Top of ENTRIES SHOWN

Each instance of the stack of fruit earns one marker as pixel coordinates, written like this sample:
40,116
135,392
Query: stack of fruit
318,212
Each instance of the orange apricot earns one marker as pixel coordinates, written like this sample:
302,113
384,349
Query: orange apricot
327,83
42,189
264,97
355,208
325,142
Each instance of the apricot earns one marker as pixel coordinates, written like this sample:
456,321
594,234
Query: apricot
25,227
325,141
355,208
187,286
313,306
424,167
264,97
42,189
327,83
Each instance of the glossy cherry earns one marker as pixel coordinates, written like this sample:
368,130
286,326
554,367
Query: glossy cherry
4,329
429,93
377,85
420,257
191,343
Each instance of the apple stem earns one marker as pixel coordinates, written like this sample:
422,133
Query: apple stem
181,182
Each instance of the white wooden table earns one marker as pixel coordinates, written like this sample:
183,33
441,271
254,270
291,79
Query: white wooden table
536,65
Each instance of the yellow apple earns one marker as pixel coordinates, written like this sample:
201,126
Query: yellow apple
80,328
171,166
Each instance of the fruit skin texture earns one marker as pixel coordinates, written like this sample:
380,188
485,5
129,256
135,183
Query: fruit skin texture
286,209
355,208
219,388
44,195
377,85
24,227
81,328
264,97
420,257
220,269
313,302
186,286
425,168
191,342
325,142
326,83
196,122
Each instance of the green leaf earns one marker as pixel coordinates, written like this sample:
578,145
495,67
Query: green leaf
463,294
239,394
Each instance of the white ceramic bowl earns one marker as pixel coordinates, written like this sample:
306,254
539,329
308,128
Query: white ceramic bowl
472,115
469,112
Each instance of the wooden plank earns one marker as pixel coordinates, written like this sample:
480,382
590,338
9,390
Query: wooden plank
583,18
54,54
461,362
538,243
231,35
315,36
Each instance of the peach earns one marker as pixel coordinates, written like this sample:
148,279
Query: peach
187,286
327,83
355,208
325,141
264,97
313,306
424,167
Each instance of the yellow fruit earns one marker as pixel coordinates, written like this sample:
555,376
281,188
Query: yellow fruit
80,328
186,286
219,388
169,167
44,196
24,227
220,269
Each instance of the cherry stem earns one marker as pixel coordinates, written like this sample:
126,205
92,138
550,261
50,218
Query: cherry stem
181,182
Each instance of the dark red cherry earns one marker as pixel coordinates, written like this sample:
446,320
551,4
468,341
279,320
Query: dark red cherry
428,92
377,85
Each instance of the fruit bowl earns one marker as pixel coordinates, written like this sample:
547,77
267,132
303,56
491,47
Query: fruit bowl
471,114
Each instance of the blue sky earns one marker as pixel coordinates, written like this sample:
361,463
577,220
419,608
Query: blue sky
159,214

Bottom of ENTRIES SHOWN

* TO DO
Repeat each record exactly. Omit nothing.

* SOLUTION FOR THIS EXERCISE
Each instance of the stack of fruit earns one marker as pixel coordinates, written like this sample:
40,116
135,392
Query: stack of fruit
318,212
Each instance of the orange apricot earns one marker as pixel coordinates, written like this sample:
302,113
384,349
Query: orange apricot
327,83
42,189
264,97
355,208
325,142
Each instance of the apricot earns one marker as pixel coordinates, written like this sample:
456,321
594,234
Query: apricot
25,227
325,141
355,208
187,286
313,306
424,167
264,97
42,189
327,83
Each instance of the glossy cherry earns one marker as pixel coordinates, written like this sample:
368,130
286,326
554,367
Query: glossy cherry
4,329
429,93
377,85
420,257
191,343
Each instance of the apple stem earns one marker as pixel coordinates, written like this sample:
422,133
Query: apple stem
181,182
Each instance of the white wooden table earns one marker as pixel coordinates, written like this sample:
183,33
441,271
254,270
291,79
Query: white wooden table
536,65
Each instance of the yellow apple earns one marker as pixel coordinates, written like this sample:
201,126
Query: yellow apple
80,328
171,166
Each instance of the fruit skin texture earns one marker as pixel coordinates, written like this sample:
380,188
485,5
129,256
135,183
Query: fruit skin texture
286,209
355,208
219,388
44,195
377,85
24,227
81,328
264,97
420,257
220,269
313,302
186,286
425,168
191,342
325,142
326,83
196,122
Each instance of the green leaf earns one marker as pixel coordinates, written like this sample:
578,145
495,67
Query: green leaf
463,294
239,394
Each instance of the white ceramic bowl earns one marker as pixel coordinates, written like this sample:
306,254
539,329
308,128
Query: white ceramic bowl
472,115
469,112
Each instance of the wooden plank earns one marker as pixel coordinates, written like this sample:
480,382
590,338
9,390
Query: wooden plank
583,18
54,54
461,362
538,243
231,35
315,36
Each instance of the peach earns one marker as pixel coordinates, written like this sample:
148,279
Query: peach
187,286
327,83
355,208
325,141
264,97
313,306
424,167
Each instance of the yellow fruit earns one marker as pixel coordinates, written like this sample:
555,376
281,188
Query: yellow fruit
80,328
186,286
219,388
169,167
44,196
24,227
220,269
Each instance of the cherry stem earns one marker as pixel coordinates, written like this sample:
126,205
92,138
550,261
50,218
Query: cherry stem
181,182
Each instance of the dark red cherry earns one marker as pixel coordinates, written like this sample:
446,320
551,4
468,341
279,320
Query: dark red cherry
428,92
377,85
Each instance of the fruit bowl earns one marker as pixel coordinates, written like this sample:
547,77
267,132
303,56
491,47
Query: fruit bowl
471,114
Each instance of the blue sky earns one marker as pixel coordinates, written like this sample:
361,463
577,220
419,608
Query: blue sky
159,214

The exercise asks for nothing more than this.